------ THE DATA ------
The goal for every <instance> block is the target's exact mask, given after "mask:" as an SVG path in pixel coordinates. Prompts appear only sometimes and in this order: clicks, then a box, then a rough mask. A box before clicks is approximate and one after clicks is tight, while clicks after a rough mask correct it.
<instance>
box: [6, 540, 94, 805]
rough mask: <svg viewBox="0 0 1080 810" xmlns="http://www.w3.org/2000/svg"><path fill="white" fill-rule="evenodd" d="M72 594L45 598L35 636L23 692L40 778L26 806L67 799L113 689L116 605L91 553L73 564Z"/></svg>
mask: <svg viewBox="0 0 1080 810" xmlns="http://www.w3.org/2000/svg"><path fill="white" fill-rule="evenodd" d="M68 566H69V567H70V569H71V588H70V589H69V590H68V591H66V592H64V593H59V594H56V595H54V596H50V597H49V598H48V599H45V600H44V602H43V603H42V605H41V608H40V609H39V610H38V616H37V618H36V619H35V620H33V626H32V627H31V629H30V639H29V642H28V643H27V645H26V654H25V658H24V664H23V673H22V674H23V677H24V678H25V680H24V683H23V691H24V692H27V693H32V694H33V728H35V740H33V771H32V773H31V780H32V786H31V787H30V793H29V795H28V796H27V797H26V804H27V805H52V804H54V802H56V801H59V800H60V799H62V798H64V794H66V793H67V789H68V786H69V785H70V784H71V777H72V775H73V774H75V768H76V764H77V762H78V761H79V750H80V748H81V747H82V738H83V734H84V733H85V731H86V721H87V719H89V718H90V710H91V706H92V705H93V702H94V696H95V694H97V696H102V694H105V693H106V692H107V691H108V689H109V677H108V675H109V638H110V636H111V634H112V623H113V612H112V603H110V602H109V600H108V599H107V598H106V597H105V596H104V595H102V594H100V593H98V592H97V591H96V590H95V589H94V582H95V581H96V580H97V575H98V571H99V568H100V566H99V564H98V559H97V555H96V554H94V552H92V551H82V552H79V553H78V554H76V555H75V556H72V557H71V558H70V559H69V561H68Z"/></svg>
------
## PROBLEM REQUIREMENTS
How would you lay out the listing from its start through the line containing "rough mask: <svg", inclusive, as a JSON list of strings with one string per line and blank lines omitted?

## COMPLETED TASK
[
  "The goal for every <instance> block is the target's exact mask, given after \"mask:\" as an SVG path in pixel coordinates. Prompts appear only sometimes and in this order: clicks, then a box, then a rough mask. A box before clicks is approximate and one after clicks is tight, while clicks after a rough mask correct it.",
  "<instance>",
  "box: [6, 540, 94, 805]",
  "rough mask: <svg viewBox=\"0 0 1080 810\" xmlns=\"http://www.w3.org/2000/svg\"><path fill=\"white\" fill-rule=\"evenodd\" d=\"M72 594L45 598L35 636L23 692L40 778L26 806L67 799L113 689L116 605L91 553L73 564Z\"/></svg>"
]